== Extracted records ==

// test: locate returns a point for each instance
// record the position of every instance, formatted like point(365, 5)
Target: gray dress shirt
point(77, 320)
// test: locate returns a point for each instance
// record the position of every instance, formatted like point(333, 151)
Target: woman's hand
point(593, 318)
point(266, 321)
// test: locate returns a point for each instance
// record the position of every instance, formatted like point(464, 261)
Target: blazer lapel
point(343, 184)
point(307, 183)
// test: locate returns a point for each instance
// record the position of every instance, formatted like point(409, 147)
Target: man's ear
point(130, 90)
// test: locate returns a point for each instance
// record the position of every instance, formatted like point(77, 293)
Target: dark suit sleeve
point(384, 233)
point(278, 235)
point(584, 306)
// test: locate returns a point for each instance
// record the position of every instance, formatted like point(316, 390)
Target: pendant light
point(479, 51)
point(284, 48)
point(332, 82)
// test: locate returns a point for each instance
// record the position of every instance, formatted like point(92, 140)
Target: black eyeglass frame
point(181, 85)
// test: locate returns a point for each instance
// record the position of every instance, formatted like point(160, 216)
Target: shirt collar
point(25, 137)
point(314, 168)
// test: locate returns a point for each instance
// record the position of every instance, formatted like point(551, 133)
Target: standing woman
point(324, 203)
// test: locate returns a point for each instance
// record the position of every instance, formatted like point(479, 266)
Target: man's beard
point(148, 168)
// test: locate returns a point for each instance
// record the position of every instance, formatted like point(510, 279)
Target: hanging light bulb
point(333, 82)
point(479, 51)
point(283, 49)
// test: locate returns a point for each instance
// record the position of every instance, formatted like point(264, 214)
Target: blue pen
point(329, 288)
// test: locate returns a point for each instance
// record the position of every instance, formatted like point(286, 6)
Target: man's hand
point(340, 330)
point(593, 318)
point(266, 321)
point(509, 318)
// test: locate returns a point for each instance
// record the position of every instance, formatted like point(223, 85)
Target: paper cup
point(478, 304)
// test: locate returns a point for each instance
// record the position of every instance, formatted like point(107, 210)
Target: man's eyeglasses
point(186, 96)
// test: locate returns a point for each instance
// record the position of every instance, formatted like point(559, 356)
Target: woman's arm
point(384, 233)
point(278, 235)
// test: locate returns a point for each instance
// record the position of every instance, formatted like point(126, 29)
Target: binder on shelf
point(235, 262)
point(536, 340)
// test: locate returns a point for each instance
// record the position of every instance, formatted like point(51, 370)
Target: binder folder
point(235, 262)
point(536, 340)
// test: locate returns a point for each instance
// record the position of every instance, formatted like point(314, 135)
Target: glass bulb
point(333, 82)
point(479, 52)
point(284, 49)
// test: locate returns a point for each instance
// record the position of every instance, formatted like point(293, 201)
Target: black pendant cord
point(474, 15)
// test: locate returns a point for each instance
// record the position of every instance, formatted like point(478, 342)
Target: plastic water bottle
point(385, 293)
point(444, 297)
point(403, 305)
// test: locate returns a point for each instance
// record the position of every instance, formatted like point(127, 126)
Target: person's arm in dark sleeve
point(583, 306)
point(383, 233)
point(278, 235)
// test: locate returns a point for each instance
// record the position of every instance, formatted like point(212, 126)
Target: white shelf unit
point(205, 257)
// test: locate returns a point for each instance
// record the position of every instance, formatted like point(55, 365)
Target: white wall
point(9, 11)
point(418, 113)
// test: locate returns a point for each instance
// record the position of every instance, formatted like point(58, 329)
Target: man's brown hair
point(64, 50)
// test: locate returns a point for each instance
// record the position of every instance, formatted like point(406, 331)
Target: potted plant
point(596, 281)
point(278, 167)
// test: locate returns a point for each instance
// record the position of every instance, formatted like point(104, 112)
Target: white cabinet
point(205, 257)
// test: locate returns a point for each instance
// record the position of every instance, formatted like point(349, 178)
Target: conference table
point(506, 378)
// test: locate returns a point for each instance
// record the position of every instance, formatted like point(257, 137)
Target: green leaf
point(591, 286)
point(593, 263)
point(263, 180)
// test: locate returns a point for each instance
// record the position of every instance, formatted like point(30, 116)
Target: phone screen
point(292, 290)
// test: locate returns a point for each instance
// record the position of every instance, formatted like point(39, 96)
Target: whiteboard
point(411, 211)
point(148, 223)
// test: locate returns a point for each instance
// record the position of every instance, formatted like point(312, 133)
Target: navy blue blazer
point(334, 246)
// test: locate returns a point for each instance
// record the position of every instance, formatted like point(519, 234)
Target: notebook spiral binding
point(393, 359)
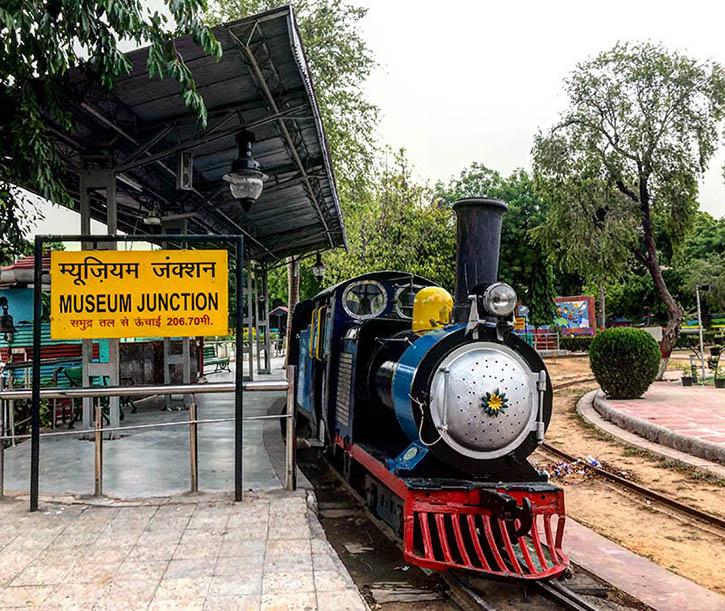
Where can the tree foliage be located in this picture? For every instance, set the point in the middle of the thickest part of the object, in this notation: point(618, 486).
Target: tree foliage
point(640, 129)
point(523, 262)
point(397, 226)
point(40, 41)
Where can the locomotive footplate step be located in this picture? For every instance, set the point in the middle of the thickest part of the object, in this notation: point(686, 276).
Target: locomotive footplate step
point(640, 578)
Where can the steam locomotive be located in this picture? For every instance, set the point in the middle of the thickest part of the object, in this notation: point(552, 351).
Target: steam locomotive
point(431, 407)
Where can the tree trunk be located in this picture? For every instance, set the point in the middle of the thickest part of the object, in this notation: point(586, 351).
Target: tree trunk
point(675, 314)
point(293, 297)
point(603, 306)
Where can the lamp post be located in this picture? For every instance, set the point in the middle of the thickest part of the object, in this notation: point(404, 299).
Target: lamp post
point(705, 287)
point(245, 179)
point(7, 328)
point(318, 269)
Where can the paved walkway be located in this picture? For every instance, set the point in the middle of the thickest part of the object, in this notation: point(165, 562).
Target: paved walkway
point(689, 419)
point(268, 552)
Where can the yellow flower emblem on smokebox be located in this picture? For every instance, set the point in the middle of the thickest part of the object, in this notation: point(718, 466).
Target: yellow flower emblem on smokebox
point(494, 403)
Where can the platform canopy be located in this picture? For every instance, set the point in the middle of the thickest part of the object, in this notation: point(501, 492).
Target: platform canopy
point(139, 130)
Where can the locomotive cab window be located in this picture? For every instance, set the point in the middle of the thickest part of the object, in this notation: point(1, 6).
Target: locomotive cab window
point(404, 299)
point(364, 299)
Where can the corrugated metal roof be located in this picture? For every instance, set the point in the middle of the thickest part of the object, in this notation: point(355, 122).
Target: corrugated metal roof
point(262, 84)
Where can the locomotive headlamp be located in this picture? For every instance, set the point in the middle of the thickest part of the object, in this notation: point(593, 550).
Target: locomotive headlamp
point(499, 299)
point(245, 179)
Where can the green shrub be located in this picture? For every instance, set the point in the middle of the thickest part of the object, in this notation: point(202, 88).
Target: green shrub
point(625, 361)
point(576, 343)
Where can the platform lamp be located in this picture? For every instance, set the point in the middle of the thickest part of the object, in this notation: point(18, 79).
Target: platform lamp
point(318, 269)
point(7, 328)
point(245, 179)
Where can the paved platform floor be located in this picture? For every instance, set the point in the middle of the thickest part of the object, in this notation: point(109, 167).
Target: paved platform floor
point(203, 552)
point(155, 462)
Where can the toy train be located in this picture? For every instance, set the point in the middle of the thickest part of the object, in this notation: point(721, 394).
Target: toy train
point(431, 407)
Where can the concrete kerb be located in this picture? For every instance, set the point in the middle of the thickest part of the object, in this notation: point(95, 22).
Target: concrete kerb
point(588, 410)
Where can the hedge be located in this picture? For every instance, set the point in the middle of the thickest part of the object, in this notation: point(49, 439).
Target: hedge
point(625, 361)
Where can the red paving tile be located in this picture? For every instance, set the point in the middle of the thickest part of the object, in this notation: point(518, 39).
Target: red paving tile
point(645, 580)
point(694, 411)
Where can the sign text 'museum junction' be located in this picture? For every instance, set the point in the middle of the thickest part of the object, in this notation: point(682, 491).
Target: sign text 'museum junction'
point(140, 302)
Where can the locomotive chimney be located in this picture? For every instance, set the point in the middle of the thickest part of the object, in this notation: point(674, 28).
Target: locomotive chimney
point(478, 243)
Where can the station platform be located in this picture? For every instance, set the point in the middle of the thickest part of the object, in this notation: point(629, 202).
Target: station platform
point(197, 552)
point(155, 462)
point(149, 543)
point(686, 419)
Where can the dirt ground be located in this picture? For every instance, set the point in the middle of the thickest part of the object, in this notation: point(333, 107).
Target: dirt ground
point(691, 550)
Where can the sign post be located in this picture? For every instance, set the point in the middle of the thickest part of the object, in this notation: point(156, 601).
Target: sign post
point(115, 294)
point(166, 293)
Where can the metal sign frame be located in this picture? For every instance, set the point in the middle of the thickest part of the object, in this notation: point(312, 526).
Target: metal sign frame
point(235, 240)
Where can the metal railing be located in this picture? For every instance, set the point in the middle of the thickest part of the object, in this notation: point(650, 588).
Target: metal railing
point(193, 421)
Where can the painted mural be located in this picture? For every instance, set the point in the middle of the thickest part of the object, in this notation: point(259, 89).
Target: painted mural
point(575, 315)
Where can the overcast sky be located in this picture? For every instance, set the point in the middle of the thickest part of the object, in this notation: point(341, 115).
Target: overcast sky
point(473, 80)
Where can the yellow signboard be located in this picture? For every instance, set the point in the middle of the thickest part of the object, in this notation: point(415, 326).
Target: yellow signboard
point(161, 293)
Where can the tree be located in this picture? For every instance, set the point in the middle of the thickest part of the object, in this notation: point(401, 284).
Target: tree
point(523, 262)
point(40, 41)
point(701, 260)
point(398, 225)
point(641, 127)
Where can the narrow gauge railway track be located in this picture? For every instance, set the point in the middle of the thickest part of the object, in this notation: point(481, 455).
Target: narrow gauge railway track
point(463, 595)
point(653, 495)
point(467, 598)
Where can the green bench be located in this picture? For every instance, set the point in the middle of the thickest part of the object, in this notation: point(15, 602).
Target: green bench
point(221, 363)
point(74, 375)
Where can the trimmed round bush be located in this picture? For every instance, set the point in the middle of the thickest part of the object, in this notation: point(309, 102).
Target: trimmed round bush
point(625, 361)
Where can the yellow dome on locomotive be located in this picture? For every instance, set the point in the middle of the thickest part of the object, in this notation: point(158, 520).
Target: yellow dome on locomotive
point(431, 309)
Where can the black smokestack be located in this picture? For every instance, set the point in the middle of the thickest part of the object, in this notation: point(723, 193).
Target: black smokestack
point(479, 241)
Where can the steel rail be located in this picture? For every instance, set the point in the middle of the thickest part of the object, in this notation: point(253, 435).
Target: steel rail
point(567, 598)
point(641, 490)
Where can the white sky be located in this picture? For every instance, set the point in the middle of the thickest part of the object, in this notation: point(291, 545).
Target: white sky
point(473, 80)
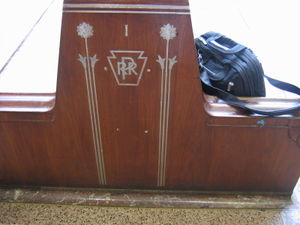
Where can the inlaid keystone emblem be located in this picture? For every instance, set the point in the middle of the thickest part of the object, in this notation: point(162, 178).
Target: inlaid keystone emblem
point(127, 66)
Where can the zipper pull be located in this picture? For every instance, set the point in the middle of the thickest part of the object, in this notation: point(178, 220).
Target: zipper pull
point(229, 86)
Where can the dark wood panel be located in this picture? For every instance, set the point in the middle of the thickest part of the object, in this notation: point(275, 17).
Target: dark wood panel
point(155, 134)
point(164, 2)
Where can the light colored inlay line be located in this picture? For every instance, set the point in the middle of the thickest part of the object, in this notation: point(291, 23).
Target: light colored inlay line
point(85, 31)
point(126, 6)
point(127, 12)
point(168, 32)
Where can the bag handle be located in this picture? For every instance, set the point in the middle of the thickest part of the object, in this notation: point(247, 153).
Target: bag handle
point(213, 43)
point(234, 101)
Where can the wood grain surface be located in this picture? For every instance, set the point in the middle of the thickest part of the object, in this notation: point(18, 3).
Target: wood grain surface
point(201, 152)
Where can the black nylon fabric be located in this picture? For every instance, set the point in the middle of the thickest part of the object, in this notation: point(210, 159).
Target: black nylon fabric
point(224, 62)
point(232, 64)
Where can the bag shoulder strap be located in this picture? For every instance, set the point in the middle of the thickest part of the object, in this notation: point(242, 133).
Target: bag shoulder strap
point(234, 101)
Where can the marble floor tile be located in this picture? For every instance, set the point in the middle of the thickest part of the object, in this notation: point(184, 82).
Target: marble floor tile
point(42, 214)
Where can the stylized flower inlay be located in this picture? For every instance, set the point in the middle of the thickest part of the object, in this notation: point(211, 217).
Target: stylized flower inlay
point(168, 32)
point(85, 30)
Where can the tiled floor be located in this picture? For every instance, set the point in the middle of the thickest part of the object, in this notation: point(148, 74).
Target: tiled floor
point(13, 210)
point(36, 214)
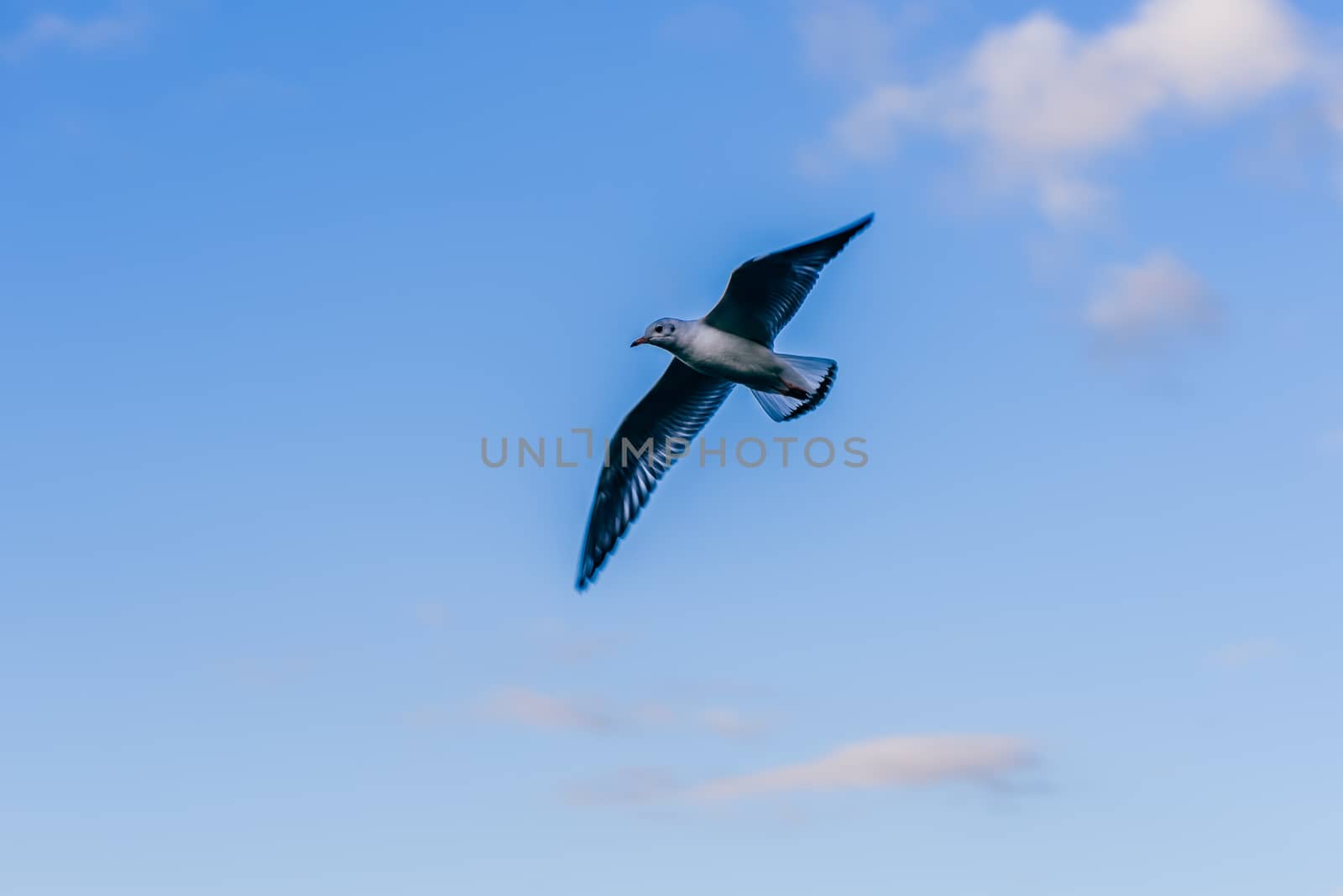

===

## Task item
Above, find the line with "like point(30, 116)"; copy it and every line down to the line with "Where can the paved walkway", exactly and both included, but no pictures.

## Written response
// record the position of every instance, formatted like point(30, 116)
Target: phone screen
point(292, 290)
// test: locate returns a point for each instance
// record the position of every instance, formatted like point(39, 96)
Target: whiteboard
point(411, 211)
point(148, 223)
// test: locate returns a point for each instance
// record the position of every instance, formatted like point(312, 133)
Target: navy blue blazer
point(334, 246)
// test: locate returns a point for each instance
// record the position of every instance, formatted like point(519, 234)
Target: notebook spiral binding
point(393, 359)
Where can the tree foliage be located in this picture? For every instance, set the point in the middle of the thickest part of the object, in this notation: point(618, 486).
Target: tree foliage
point(640, 129)
point(523, 262)
point(397, 226)
point(40, 41)
Where can the locomotive footplate step be located in this picture? For every instance, set the point in the middle of the thickest part of the object, in this notation: point(686, 276).
Target: locomotive footplate step
point(640, 578)
Where can the steam locomotive be located in this picture? For every instance, set the point in the middle of the thickest part of the object, in this notation: point(552, 351).
Target: steam locomotive
point(431, 407)
Where can the tree trunk be located in this picture? For every instance, set the point in the middle of the thickest part of the object, in this notation: point(586, 351).
Target: tree trunk
point(675, 314)
point(293, 297)
point(603, 306)
Where can the lamp post be located in this picture? For every instance, set the point in the middle of the thickest part of the object, in this notation: point(404, 299).
Target: lamp post
point(705, 287)
point(245, 179)
point(7, 328)
point(318, 269)
Where can the paved walkway be located in this picture? For every instance, set the point in the middle of the thickest part of the object, in this notation: point(165, 562).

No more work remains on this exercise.